> **Exercise brief**: Please copy out the lines from the one containing "Consider the photo below." through the last line, swapping "Tag that spot" for "Mark that point" and changing nothing else.

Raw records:
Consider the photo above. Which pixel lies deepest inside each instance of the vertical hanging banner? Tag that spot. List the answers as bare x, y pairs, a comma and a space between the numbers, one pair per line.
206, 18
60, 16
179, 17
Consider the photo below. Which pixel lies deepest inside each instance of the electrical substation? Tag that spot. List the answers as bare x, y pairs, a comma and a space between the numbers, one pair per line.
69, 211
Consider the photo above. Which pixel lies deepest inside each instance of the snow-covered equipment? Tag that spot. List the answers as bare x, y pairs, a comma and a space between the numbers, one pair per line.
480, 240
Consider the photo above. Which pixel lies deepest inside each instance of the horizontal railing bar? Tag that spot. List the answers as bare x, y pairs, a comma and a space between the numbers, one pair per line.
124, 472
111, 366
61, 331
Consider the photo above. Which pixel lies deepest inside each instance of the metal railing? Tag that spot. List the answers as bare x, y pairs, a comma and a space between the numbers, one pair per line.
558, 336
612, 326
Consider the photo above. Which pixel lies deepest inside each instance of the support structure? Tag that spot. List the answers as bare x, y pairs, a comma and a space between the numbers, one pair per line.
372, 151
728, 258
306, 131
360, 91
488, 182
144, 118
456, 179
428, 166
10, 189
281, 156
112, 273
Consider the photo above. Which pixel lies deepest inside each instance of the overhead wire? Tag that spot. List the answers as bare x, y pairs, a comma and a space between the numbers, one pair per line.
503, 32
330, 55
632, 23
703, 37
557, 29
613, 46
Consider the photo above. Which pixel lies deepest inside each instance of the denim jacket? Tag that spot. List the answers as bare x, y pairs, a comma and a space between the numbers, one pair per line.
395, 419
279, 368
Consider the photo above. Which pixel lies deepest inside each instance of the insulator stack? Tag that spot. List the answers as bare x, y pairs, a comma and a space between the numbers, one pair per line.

> **Result of this exercise**:
Consider the photo below. Which pixel lies deepest inside each instance of the electrical substation? Mark that point. List the answers as bare x, y pairs, a comma and a space between the numbers, one pair per line.
69, 211
Consider the photo above. Which pixel lies deepest inside each instance of the snow-covered equipment? Mark that point. List the answers as bare x, y pairs, a comma and a space between the numbers, one pair per line.
480, 240
Consider the photo above. Which pixel lies deepest inside each instance of the horizontal railing bar? Mark that point. List the answers as bare x, y pairs, a comma and a space between the numbers, one pair per line.
124, 472
111, 366
61, 331
Consider the photo above. Which pixel lies deepest inside each instance of the metal railing? Mark that point. List the answers as bare x, y pairs, a comma and a space between the numbers, one pair per line.
558, 336
612, 326
Consider the photo above. Which pixel lies deepest inside each instance of the support structure? Mark that point. List the answers as bare x, y pairs, a comma and a space between the numbers, one pair per line.
372, 151
728, 258
306, 131
360, 91
488, 182
144, 118
456, 179
428, 166
10, 189
281, 156
112, 273
Consider the photo above. Which pixel lies deepest inside each instance of the overhead wire? Mark that point. List the answers as bare x, y pairs, a comma and a space between the numbers, one pair per line.
503, 32
330, 55
632, 23
703, 37
557, 29
613, 46
Consider the photo above. Which pixel lies deepest inside each instance of the denim jacket? Mark that point. List the answers as bare x, y pairs, a comma and a space between the numbers, one pair per line.
395, 419
279, 368
Consider the photo above. Which pixel lies deepest inside each instance of the insulator stack? Mark that point. List the answers as bare x, y pairs, a comma and a space between the numbers, one pair per line.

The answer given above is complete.